*What to do*:
Write out all the data again, exactly as it stands.

☆ ☆ ☆ ☆ ☆

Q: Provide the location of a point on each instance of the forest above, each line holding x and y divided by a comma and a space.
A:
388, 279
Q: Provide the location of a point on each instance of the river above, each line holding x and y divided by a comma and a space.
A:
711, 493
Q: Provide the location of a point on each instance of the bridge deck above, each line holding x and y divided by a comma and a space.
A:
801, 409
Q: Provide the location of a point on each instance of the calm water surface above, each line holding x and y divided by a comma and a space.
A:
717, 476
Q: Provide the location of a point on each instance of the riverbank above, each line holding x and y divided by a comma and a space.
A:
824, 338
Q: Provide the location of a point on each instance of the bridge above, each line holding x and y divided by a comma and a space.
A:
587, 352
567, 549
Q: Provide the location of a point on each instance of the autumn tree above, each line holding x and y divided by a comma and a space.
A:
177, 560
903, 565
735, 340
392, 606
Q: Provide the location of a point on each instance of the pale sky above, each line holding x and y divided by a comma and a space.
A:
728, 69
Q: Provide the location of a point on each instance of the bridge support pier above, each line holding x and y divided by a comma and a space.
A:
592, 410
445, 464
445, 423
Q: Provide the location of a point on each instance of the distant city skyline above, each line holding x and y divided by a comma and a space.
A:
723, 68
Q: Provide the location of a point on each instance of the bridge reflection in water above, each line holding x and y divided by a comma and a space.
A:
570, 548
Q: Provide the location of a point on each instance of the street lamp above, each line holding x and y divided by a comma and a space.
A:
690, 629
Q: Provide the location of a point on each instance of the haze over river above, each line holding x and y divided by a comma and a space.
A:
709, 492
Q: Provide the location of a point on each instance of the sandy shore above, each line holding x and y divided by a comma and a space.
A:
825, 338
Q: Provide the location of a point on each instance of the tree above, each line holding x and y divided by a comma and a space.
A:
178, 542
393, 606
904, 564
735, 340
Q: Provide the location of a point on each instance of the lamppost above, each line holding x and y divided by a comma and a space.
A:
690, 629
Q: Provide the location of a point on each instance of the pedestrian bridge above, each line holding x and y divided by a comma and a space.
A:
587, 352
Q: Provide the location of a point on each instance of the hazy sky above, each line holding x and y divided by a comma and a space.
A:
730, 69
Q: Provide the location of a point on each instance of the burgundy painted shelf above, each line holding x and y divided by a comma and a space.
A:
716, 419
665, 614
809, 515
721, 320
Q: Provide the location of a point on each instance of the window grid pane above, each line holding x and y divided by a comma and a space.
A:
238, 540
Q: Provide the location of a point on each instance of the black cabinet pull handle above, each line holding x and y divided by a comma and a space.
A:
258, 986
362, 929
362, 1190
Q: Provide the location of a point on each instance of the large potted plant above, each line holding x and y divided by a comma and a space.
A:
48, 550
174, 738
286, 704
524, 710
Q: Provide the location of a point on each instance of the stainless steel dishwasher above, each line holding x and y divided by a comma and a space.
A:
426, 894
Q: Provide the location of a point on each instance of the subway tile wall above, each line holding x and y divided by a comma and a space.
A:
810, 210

☆ ☆ ☆ ☆ ☆

*Answer to this exercise*:
Q: Provide the location of a point on each instance of the forest above, each line holding x and y divided by a comma and a space.
A:
388, 279
Q: Provide the location of a point on each instance of the river above, each line holding x and y divided by a comma and a space.
A:
711, 493
Q: Provide the location of a point on each instance of the bridge deck above, each line holding x and y divided by a comma and a space.
A:
801, 409
Q: Provide the location of a point on each instance of the calm water surface above, each line holding x and y divided by a comma and a space.
A:
717, 476
Q: Provide the location of a point on each instance of the riverbank above, each line holding x and y divided by a comma and a space.
A:
824, 338
Q: Provide the location of a point on each instance of the bridge above, each line holding x and y divided by a comma and a space.
A:
587, 352
567, 549
Q: Provide the location of a point on each instance of the autumn tree above, each line holding x and y divided by a comma and a space.
A:
177, 560
903, 565
735, 340
392, 606
Q: Provide the location of a point on each instance of the pale sky above, each line holding x and y divided by a comma and a space.
A:
728, 69
Q: Provide the location of a point on each instance of the bridge support pier above, each line holding x and y divided by a comma and a space.
A:
592, 410
445, 464
445, 423
Q: Provide the location of a point on each instance of the distant city skyline above, each line holding x and y divided by a comma and a space.
A:
723, 68
Q: Provide the location of a point on each instance of the bridge reflection in water above, each line holding x and y divided by a comma and a space.
A:
570, 548
Q: Provide the location of a point on each instance of the street lamp above, each line holding x and y divided by a comma and a space.
A:
690, 629
Q: Provide the location of a point on each instance of the haze over river above, each line holding x and y divided by a comma and a space.
A:
709, 492
Q: Provide the location of a point on each instance of the sandy shore above, each line holding x and y divided by a comma and a space.
A:
825, 338
Q: Provide the location of a point on each instance of the tree above, each line holding x and y divided by a comma and a space.
A:
178, 542
393, 606
904, 564
735, 340
Q: Provide the location of a point on each instance of the lamppost above, each line holding x and y divided by a comma and a space.
A:
690, 629
Q: Provide the location of a point on each instance of the pedestrian bridge above, each line holding x and y divided by a comma and a space.
A:
587, 352
Q: Provide the location of a point on each instance of the hazy sky above, each line holding x and y divided by a comma and a space.
A:
730, 69
Q: Provide the location of a point on each instance of the burgundy painted shelf above, each line holding x and y divided by a comma and a space.
A:
716, 419
665, 614
809, 515
721, 320
Q: Provide the location of a point on each instance of the window grid pane above, each line holding x and y divided by a comma and a space.
A:
238, 540
Q: Provide the location of a point on each instance of the black cabinet pull handle above, each line holding x and y divided by a comma and a space.
A:
258, 986
362, 929
362, 1190
Q: Provide the location of a point on each instance of the large potted plant above, each line holding x and y divided by a comma and a space.
A:
48, 550
174, 738
286, 704
524, 710
Q: Provide the location of a point on each instance of the stainless steel dishwasher above, each line holding x and y divided by a comma and a space.
A:
426, 894
Q: Provide the location of a point on each instance of the subway tile wall above, each line holding x and y divided by a comma and a space.
A:
810, 210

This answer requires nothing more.